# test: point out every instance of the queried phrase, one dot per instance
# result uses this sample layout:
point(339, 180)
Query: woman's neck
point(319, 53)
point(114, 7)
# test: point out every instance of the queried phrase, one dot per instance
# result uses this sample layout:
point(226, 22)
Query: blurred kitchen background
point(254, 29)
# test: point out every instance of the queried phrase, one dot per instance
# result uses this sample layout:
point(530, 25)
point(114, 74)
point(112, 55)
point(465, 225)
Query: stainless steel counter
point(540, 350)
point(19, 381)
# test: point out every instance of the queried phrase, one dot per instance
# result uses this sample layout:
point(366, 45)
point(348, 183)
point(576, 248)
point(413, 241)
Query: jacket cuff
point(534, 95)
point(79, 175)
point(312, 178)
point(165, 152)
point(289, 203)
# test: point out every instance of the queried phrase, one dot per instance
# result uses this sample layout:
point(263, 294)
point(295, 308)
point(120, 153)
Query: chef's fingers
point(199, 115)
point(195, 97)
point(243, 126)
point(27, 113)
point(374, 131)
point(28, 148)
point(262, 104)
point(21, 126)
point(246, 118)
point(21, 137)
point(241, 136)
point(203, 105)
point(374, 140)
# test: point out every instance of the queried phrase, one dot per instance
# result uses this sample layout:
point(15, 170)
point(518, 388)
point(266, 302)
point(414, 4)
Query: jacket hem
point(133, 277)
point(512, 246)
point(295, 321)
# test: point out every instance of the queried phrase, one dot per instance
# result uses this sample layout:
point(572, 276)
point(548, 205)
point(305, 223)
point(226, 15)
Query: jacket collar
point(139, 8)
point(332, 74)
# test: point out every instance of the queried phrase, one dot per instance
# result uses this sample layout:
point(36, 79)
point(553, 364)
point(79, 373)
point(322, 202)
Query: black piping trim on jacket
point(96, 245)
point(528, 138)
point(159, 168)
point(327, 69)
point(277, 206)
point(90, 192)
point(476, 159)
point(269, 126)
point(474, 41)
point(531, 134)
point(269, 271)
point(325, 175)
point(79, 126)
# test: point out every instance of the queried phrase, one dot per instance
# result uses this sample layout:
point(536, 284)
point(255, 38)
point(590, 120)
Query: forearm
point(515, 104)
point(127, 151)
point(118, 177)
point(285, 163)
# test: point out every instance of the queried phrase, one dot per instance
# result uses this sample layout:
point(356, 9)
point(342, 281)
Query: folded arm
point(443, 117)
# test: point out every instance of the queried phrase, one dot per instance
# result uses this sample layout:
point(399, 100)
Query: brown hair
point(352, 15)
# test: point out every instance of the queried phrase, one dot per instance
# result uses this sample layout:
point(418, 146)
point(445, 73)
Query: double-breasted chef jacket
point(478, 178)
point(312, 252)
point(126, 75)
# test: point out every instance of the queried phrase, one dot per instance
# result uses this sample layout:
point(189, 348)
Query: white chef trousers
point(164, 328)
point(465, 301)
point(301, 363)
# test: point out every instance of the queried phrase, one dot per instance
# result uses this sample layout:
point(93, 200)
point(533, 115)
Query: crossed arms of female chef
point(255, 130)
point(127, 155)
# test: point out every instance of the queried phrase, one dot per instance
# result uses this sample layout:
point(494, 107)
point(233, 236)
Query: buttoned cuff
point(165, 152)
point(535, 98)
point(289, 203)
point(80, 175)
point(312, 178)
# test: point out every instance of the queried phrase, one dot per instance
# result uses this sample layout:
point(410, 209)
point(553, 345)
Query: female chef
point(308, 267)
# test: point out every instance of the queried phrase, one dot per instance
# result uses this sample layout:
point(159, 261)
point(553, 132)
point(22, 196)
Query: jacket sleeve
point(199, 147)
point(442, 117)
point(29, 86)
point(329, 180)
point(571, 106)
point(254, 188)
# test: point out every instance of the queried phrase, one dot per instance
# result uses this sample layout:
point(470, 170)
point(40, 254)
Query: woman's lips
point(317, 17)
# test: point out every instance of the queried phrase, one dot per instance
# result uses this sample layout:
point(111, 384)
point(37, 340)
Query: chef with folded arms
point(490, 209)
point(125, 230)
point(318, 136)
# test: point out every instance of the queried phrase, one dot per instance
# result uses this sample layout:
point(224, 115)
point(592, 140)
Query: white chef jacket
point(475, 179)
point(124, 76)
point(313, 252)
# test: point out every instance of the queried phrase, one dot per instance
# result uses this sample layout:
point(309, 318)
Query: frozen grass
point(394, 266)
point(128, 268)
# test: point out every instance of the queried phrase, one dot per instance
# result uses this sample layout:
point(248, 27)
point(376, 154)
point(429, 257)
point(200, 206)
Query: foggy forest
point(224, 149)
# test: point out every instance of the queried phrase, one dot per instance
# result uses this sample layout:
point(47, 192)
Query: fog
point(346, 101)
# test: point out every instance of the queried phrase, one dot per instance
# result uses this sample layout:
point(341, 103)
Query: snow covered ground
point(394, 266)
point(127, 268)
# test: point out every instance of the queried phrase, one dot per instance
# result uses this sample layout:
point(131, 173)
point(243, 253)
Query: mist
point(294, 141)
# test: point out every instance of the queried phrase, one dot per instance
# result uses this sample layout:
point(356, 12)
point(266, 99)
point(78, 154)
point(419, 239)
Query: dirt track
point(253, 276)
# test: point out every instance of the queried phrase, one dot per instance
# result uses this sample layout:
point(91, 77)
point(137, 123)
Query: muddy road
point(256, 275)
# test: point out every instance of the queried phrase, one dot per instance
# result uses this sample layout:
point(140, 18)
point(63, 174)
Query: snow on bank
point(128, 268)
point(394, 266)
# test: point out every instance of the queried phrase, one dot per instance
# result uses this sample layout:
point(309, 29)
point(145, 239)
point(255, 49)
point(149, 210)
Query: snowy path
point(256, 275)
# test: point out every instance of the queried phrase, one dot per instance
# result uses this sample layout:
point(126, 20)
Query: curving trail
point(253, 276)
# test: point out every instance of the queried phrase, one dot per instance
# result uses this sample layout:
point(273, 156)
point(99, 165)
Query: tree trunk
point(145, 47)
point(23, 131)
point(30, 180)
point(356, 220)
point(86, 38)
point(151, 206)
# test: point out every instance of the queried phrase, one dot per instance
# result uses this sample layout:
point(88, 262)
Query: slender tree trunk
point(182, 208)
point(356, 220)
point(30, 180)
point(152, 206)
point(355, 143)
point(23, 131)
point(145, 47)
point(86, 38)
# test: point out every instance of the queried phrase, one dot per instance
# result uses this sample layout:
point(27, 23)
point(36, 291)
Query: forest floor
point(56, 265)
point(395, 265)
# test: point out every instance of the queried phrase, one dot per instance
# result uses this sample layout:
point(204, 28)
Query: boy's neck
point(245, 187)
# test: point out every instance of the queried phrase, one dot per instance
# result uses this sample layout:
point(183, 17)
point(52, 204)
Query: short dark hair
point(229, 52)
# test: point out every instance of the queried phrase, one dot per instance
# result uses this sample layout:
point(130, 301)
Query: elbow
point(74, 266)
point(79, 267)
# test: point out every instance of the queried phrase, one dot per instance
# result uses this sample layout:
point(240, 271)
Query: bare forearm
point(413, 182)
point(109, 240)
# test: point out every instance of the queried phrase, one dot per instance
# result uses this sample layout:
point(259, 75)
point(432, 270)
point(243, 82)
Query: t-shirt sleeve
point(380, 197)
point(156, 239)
___
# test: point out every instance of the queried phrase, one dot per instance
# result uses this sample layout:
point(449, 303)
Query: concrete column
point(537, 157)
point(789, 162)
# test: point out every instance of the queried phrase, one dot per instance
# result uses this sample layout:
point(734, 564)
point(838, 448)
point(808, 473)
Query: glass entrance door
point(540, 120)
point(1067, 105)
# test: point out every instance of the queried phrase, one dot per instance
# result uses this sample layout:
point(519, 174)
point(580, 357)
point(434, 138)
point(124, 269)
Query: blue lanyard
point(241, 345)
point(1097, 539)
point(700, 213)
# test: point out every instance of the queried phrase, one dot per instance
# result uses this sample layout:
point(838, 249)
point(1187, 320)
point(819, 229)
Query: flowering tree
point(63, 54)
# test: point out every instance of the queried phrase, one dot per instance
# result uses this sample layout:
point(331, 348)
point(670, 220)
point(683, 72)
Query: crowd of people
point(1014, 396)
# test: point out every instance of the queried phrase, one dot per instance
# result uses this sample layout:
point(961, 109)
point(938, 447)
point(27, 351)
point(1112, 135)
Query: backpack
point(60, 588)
___
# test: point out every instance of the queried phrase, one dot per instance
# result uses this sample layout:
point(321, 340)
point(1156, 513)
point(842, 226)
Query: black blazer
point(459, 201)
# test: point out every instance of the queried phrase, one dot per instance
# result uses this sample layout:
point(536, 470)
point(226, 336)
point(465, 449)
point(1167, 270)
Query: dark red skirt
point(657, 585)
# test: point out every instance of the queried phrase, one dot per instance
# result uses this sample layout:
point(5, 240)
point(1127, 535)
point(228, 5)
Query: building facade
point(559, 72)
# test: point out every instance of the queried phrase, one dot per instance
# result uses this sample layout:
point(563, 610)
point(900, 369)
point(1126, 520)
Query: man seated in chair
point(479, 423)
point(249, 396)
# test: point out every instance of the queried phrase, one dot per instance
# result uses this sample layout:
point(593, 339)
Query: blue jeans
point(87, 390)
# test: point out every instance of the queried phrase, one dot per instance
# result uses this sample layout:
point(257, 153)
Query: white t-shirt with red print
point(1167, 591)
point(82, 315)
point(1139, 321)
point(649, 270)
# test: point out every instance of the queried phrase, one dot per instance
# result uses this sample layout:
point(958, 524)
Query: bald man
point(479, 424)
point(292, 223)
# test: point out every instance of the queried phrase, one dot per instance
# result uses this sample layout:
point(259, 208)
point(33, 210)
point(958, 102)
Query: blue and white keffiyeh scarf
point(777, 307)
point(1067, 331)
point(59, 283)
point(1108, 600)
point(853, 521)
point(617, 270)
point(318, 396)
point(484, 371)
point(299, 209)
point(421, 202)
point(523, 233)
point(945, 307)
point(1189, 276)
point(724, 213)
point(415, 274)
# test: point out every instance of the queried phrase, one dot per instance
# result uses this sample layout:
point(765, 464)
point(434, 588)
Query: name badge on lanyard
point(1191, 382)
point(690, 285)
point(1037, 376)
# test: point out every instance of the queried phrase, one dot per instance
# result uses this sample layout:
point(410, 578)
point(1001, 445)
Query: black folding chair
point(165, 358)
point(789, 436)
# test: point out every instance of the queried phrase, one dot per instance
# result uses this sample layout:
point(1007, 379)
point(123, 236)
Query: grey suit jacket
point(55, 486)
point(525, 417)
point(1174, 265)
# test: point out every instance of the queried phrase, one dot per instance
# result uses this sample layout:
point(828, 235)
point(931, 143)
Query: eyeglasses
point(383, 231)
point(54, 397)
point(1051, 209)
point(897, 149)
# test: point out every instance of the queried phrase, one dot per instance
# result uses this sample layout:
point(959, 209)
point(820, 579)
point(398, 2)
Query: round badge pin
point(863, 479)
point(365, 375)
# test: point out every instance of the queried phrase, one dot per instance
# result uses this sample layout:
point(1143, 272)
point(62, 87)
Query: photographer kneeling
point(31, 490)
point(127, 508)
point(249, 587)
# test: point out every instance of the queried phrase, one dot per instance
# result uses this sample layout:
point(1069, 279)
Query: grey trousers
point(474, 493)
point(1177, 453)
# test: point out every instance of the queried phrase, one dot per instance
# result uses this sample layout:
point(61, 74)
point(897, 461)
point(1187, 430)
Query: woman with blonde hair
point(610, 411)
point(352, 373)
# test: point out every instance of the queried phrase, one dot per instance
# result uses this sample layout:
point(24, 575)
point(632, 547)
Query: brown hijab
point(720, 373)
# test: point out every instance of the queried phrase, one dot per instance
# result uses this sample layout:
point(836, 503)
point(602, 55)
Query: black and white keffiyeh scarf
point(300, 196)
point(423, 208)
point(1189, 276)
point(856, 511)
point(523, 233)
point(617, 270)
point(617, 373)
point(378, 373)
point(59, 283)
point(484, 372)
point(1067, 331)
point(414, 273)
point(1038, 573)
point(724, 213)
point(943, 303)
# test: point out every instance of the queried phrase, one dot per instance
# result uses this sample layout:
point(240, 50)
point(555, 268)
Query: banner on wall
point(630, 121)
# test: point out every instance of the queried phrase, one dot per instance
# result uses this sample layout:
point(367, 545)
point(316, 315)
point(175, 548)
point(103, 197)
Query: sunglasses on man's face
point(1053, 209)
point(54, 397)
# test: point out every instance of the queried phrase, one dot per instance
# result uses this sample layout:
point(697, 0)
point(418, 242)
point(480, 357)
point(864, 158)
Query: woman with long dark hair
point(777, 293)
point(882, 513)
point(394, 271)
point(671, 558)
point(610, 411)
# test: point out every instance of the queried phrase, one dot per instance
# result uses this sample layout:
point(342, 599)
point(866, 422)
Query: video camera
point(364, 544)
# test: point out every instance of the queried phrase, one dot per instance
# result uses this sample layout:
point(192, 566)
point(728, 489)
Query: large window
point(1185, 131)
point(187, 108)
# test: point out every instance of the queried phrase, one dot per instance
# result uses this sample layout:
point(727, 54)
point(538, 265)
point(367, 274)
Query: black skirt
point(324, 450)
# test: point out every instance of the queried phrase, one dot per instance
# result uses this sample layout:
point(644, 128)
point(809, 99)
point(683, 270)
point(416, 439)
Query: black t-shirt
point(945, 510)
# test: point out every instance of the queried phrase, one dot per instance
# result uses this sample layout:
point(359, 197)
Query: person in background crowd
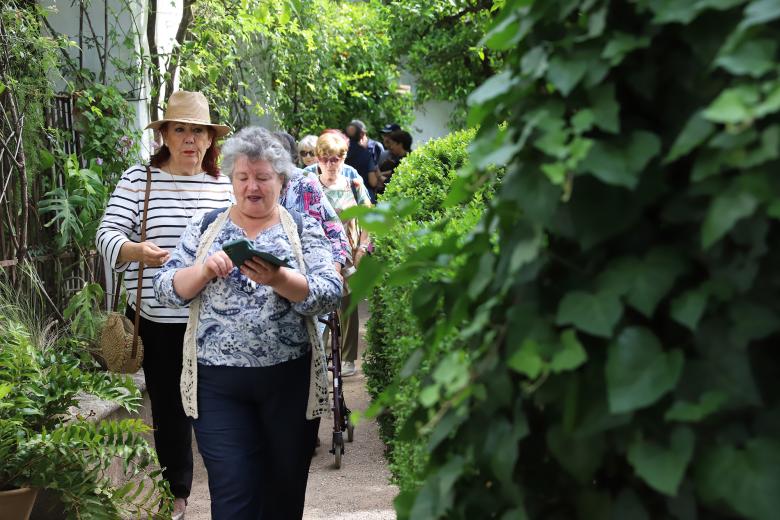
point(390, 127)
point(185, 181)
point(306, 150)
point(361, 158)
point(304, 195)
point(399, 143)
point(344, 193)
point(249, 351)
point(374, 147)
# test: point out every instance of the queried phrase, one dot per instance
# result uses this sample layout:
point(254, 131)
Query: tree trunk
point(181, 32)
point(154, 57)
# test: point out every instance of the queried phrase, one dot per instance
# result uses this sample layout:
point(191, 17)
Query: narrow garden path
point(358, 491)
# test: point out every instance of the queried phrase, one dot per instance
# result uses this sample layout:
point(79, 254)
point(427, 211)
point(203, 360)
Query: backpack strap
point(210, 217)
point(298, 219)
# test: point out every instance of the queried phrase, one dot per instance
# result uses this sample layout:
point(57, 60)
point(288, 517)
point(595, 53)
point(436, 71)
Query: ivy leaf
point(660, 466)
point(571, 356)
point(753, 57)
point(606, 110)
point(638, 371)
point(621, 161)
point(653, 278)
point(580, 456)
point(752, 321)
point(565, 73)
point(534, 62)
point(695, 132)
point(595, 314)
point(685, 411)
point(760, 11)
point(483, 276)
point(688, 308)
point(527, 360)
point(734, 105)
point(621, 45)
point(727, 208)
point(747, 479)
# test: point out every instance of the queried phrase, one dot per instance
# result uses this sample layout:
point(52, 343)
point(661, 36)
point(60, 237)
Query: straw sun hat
___
Take the line above containing "point(1126, 520)", the line containing "point(1001, 445)", and all lines in between, and copy them exactly without anything else.

SOLVED EXERCISE:
point(1126, 520)
Query: man seated in chair
point(479, 423)
point(249, 396)
# test: point out every instance of the queried phrase, one dot per instance
# result uses this sample layout:
point(593, 339)
Query: blue jeans
point(87, 390)
# test: point out every instance of the queried phrase, one dot per instance
# result uses this sample layout:
point(257, 153)
Query: white t-shirt with red print
point(1167, 591)
point(82, 315)
point(1139, 321)
point(649, 270)
# test: point out every instance of the queried phrase, one dot per instance
# result uses this sample layout:
point(958, 524)
Query: bald man
point(479, 424)
point(292, 223)
# test: point out every instance of the queried phrase, one dot per instance
# result uses this sample layout:
point(259, 208)
point(33, 210)
point(958, 102)
Query: blue and white keffiyeh scarf
point(777, 307)
point(1067, 331)
point(59, 283)
point(1108, 600)
point(853, 521)
point(617, 270)
point(318, 396)
point(484, 371)
point(299, 209)
point(421, 202)
point(523, 233)
point(945, 307)
point(1189, 276)
point(724, 213)
point(415, 274)
# test: point out every instance of the queried phrase, one dot per instance
# result uses this sample layout:
point(765, 464)
point(434, 588)
Query: name badge on lanyard
point(1191, 382)
point(690, 285)
point(1037, 376)
# test: point out every instance of the queried phrase, one dot per instance
# result uses this sample layout:
point(410, 578)
point(1001, 445)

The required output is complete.